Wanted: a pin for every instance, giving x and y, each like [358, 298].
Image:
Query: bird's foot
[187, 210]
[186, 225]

---

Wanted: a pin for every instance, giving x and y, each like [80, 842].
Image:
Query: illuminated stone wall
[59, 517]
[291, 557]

* * *

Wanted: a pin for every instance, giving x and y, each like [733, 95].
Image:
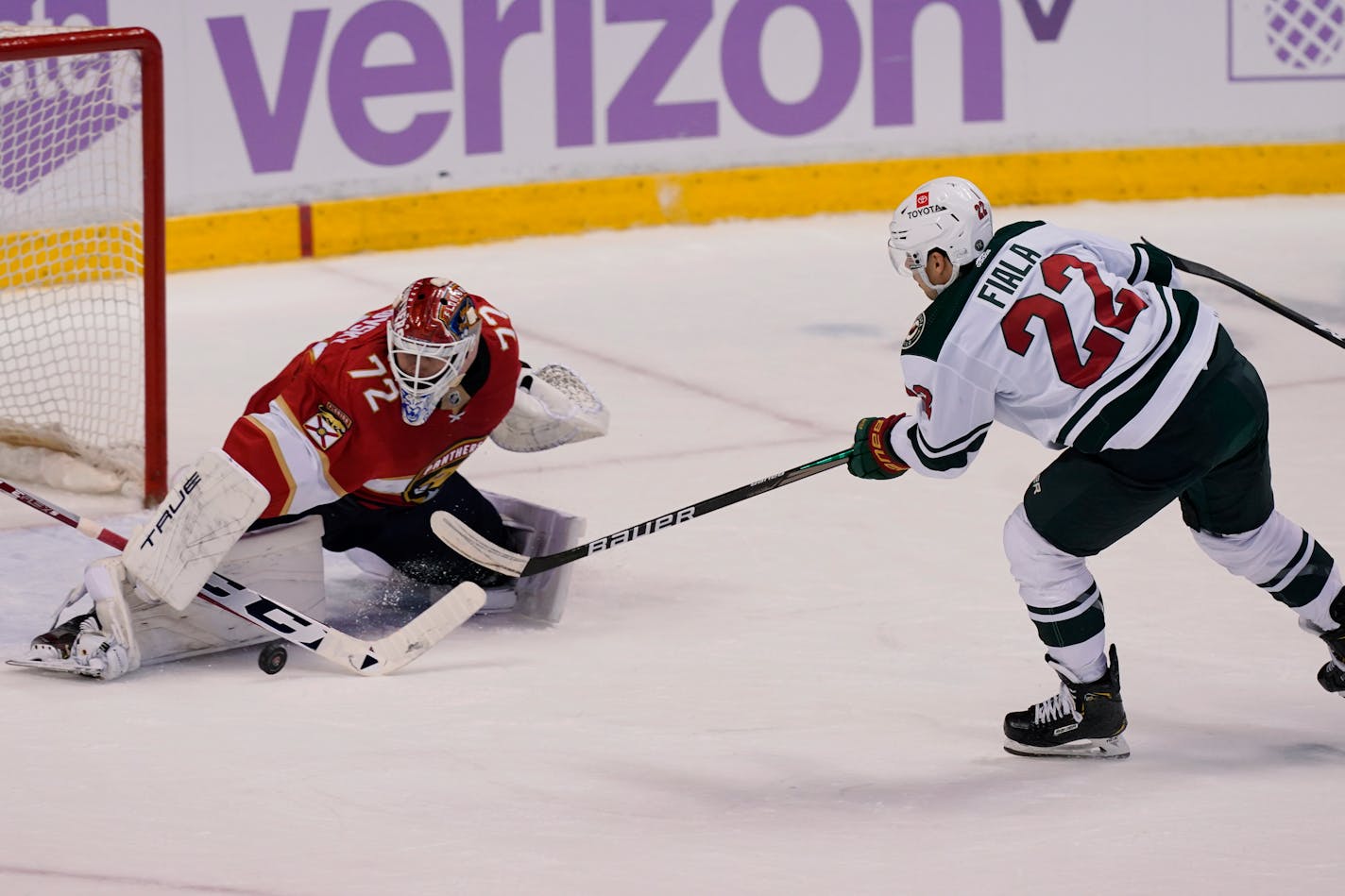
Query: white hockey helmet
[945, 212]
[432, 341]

Task to carry out: Pull out each line of the entries above that contains the word "instance", and list those lines unchanged.

Solution to this exercise:
Wanted: a pin for every instance, giving x and y, each like [358, 298].
Wanted: a pin for every instance, giving x and y, each like [80, 842].
Wanted: a pin for every instance, giving x and y, each like [733, 95].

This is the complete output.